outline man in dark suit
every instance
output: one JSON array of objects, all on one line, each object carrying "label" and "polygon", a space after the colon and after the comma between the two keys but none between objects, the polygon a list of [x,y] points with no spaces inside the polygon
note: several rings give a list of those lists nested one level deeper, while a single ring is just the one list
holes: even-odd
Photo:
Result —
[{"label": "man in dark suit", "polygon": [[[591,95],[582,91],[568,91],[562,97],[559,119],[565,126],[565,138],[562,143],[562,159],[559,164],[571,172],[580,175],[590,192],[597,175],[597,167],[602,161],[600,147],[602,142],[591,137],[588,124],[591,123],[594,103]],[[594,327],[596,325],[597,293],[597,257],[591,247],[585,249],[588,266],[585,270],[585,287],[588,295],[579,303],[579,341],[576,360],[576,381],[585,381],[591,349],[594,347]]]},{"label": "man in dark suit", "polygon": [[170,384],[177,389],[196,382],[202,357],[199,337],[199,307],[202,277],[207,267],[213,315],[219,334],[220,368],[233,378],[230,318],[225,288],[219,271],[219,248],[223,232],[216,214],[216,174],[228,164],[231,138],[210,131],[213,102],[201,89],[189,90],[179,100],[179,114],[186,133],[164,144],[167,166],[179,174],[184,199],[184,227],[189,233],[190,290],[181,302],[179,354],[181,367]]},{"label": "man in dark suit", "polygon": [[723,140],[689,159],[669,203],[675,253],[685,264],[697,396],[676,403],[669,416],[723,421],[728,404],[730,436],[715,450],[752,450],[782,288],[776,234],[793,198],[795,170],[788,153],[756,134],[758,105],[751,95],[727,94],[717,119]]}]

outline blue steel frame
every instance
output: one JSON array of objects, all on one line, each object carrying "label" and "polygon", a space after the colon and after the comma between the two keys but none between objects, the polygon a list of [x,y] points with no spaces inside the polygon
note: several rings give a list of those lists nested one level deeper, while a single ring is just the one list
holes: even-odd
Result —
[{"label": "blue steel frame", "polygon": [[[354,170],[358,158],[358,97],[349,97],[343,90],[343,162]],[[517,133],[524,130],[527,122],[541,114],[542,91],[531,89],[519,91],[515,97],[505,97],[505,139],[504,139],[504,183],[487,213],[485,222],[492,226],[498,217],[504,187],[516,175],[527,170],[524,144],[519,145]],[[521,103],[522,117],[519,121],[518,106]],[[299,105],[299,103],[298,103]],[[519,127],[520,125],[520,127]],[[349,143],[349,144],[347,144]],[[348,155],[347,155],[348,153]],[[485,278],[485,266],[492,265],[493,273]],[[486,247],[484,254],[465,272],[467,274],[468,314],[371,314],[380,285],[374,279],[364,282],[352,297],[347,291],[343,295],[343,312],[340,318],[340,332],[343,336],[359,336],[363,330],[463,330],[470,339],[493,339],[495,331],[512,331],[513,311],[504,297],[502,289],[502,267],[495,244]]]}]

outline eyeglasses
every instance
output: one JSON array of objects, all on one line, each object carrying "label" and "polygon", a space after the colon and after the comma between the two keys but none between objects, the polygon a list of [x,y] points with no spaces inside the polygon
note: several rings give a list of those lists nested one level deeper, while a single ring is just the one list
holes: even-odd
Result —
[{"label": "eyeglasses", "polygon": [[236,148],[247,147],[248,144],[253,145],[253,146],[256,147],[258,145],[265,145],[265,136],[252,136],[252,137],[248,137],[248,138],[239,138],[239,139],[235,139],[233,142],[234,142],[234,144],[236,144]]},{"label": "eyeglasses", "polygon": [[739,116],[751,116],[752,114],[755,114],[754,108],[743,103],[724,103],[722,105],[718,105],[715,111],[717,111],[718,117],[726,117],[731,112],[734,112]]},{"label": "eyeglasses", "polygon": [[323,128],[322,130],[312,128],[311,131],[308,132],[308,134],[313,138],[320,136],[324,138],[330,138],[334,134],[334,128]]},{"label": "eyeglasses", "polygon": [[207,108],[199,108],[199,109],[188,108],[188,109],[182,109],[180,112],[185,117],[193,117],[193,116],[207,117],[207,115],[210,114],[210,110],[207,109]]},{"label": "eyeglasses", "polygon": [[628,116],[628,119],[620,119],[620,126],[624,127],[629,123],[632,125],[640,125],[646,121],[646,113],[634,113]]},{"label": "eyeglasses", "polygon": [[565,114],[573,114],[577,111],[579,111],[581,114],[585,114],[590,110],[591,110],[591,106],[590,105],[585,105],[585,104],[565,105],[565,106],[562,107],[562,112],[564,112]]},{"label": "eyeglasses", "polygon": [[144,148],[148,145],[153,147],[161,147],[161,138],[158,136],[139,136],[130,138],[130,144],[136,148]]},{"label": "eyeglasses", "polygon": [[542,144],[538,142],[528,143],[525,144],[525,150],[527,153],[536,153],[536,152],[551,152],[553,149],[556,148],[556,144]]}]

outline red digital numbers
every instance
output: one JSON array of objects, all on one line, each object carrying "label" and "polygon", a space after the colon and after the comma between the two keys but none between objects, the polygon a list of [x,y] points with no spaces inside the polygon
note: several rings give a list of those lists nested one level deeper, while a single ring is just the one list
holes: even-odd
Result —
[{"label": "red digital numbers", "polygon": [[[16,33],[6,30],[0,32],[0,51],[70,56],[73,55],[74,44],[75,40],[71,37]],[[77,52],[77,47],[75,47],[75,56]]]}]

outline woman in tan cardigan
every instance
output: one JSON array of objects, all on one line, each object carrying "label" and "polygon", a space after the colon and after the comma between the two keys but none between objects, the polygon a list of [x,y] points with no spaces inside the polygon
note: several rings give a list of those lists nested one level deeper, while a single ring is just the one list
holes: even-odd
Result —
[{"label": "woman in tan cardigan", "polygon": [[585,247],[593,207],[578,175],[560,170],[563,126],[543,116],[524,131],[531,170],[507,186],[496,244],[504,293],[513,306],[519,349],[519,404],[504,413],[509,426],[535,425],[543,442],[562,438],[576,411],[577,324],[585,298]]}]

━━━━

OBJECTIVE >>
Edit the rows above by changing every "every instance" to "all instances", and leave all other text unchanged.

REPLY >>
outline man in dark suit
all instances
output: one JSON array of objects, all on one line, each object carrying "label" and "polygon", a space after the colon and after the comma between the two keys but none between objects, the polygon a list of [x,y] points with no spaces inside the polygon
note: several rings give a list of those lists nested one level deeper, while a single ring is just the one list
holes: even-odd
Photo:
Result —
[{"label": "man in dark suit", "polygon": [[[591,95],[582,91],[568,91],[562,97],[559,119],[565,126],[565,138],[562,143],[562,159],[559,164],[571,172],[580,175],[590,192],[597,175],[597,167],[602,161],[600,147],[602,142],[591,137],[588,124],[591,123],[594,103]],[[594,327],[596,325],[597,293],[597,257],[591,247],[585,249],[588,266],[585,270],[585,287],[588,295],[579,303],[579,341],[576,360],[576,381],[585,381],[591,349],[594,347]]]},{"label": "man in dark suit", "polygon": [[170,384],[177,389],[196,382],[202,357],[199,337],[199,307],[202,277],[207,267],[213,315],[219,334],[220,368],[233,378],[230,318],[225,288],[219,271],[219,248],[223,232],[216,214],[216,174],[228,164],[231,138],[210,131],[213,102],[201,89],[189,90],[179,100],[179,114],[186,133],[164,144],[167,166],[179,174],[184,199],[184,227],[189,233],[190,290],[181,302],[179,354],[181,367]]},{"label": "man in dark suit", "polygon": [[723,140],[689,159],[669,203],[675,253],[685,264],[697,396],[676,403],[669,416],[723,421],[728,404],[730,436],[715,450],[752,450],[782,288],[776,234],[793,198],[795,170],[788,153],[756,134],[758,105],[751,95],[727,94],[717,119]]}]

outline blue steel frame
all instances
output: one JSON array of objects, all on one line, each object carrying "label" and "polygon", a space after the colon and after the comma between the two keys but none between objects, the polygon a list of [x,y] points with no spaces inside the polygon
note: several rings give a list of those lists nested one level deeper, while a single ring is just the one list
holes: even-odd
Result —
[{"label": "blue steel frame", "polygon": [[[354,170],[358,158],[358,97],[349,97],[343,90],[343,162]],[[517,133],[524,130],[527,122],[541,114],[542,91],[531,89],[519,91],[515,97],[505,97],[505,139],[504,139],[504,183],[487,213],[485,222],[492,226],[498,217],[504,187],[516,175],[527,170],[524,144],[519,145]],[[521,103],[522,117],[519,121],[518,106]],[[299,105],[299,103],[298,103]],[[519,127],[520,125],[520,127]],[[349,143],[349,144],[347,144]],[[348,155],[347,155],[348,153]],[[485,278],[485,266],[492,265],[493,273]],[[486,247],[484,254],[465,272],[467,274],[468,314],[371,314],[380,285],[374,279],[364,282],[352,297],[347,291],[343,295],[343,312],[340,318],[340,332],[343,336],[359,336],[363,330],[463,330],[470,339],[493,339],[495,331],[512,331],[513,311],[504,297],[502,289],[502,267],[495,244]]]}]

outline eyeglasses
all instances
output: one JSON array of objects, all on one line, each object carrying "label" and "polygon", a space after the colon and after the comma between the two keys but none between objects, the polygon a list of [x,y] points with no spaces inside the polygon
note: several rings give a list of those lists nested one level deeper, while a single ring is just the one list
holes: even-odd
Result —
[{"label": "eyeglasses", "polygon": [[236,148],[247,147],[248,144],[253,145],[253,146],[256,147],[258,145],[265,145],[265,136],[252,136],[252,137],[248,137],[248,138],[239,138],[239,139],[235,139],[233,142],[234,142],[234,144],[236,144]]},{"label": "eyeglasses", "polygon": [[739,116],[751,116],[752,114],[755,114],[754,108],[743,103],[724,103],[722,105],[718,105],[715,111],[717,111],[718,117],[726,117],[731,112],[734,112]]},{"label": "eyeglasses", "polygon": [[323,128],[322,130],[312,128],[311,131],[308,132],[308,134],[313,138],[320,136],[324,138],[330,138],[334,134],[334,128]]},{"label": "eyeglasses", "polygon": [[207,108],[199,108],[199,109],[188,108],[188,109],[182,109],[180,112],[185,117],[193,117],[193,116],[207,117],[207,115],[210,114],[210,110],[207,109]]},{"label": "eyeglasses", "polygon": [[628,116],[628,119],[620,119],[620,126],[624,127],[629,123],[632,125],[640,125],[646,121],[646,113],[634,113]]},{"label": "eyeglasses", "polygon": [[565,114],[573,114],[577,111],[579,111],[581,114],[585,114],[590,110],[591,110],[591,106],[590,105],[585,105],[585,104],[565,105],[565,106],[562,107],[562,112],[564,112]]},{"label": "eyeglasses", "polygon": [[144,148],[148,145],[153,147],[161,147],[161,138],[158,136],[139,136],[130,138],[130,144],[136,148]]},{"label": "eyeglasses", "polygon": [[542,144],[538,142],[528,143],[525,144],[525,150],[527,153],[536,153],[536,152],[551,152],[553,149],[556,148],[556,144]]}]

outline red digital numbers
all instances
output: one JSON array of objects, all on one line, each object carrying "label" and "polygon", a space after the colon and after the comma between the two keys but none between objects, the polygon a list of [x,y] points with no spaces inside the polygon
note: several rings give a list of those lists nested one level deeper, while a single ring is just the one list
holes: even-odd
Result —
[{"label": "red digital numbers", "polygon": [[[16,33],[6,30],[0,32],[0,51],[70,56],[73,55],[74,44],[75,40],[71,37]],[[77,52],[77,47],[75,47],[75,56]]]}]

outline woman in tan cardigan
all instances
output: one JSON array of objects, all on one line, each object carrying "label" and "polygon", a space after the colon and after the comma between the two keys but none between objects, the polygon a list of [x,y] points with no spaces inside the polygon
note: several rings give a list of those lists nested one level deeper, while a single ring is just the one list
holes: even-odd
Result —
[{"label": "woman in tan cardigan", "polygon": [[585,247],[593,207],[578,175],[560,170],[563,126],[543,116],[524,131],[531,170],[507,186],[496,244],[504,293],[513,306],[519,349],[519,404],[504,413],[509,426],[535,425],[543,442],[562,438],[576,411],[577,324],[585,298]]}]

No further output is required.